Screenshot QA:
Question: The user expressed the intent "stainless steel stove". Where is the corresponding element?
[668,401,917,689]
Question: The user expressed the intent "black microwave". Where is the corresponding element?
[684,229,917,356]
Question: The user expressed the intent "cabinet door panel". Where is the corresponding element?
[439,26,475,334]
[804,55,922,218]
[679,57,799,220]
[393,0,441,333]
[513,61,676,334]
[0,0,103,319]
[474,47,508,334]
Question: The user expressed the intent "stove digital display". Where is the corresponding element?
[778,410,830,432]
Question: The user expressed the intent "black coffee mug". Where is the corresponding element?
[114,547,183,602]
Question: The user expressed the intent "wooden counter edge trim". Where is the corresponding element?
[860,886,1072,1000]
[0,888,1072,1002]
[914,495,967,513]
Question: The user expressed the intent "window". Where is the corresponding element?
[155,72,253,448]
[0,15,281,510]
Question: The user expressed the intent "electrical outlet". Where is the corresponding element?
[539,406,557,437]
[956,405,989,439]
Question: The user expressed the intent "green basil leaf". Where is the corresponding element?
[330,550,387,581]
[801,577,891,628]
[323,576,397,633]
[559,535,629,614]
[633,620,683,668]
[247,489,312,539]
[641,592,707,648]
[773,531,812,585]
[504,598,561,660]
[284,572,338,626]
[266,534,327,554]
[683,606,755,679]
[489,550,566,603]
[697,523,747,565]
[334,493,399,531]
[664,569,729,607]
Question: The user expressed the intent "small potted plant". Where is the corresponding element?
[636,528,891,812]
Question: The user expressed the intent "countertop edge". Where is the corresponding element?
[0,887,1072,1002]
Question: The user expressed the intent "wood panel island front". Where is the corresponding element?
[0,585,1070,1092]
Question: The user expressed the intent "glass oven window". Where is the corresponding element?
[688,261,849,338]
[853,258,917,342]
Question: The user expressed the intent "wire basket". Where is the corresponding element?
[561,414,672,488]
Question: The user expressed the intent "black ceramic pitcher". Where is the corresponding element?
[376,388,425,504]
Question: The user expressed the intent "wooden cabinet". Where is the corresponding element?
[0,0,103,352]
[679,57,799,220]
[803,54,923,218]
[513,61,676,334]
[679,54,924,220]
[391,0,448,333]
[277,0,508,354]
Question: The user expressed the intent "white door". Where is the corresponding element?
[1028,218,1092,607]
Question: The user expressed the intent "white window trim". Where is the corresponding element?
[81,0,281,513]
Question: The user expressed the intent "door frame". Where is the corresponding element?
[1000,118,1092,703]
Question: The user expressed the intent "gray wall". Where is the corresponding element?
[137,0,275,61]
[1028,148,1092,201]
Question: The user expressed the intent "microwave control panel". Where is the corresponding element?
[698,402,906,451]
- - - -
§ Task directions
Copy out every line in the entries above that contains the string "door". Matches are case-sensitive.

§ Output of the task
Question: The user expressed the intent "cabinet door panel". Where is the corresponding element?
Question: The user expressed the intent "white door". Where is the corresponding element?
Question: The user expressed the intent "door frame". Where is the corresponding element?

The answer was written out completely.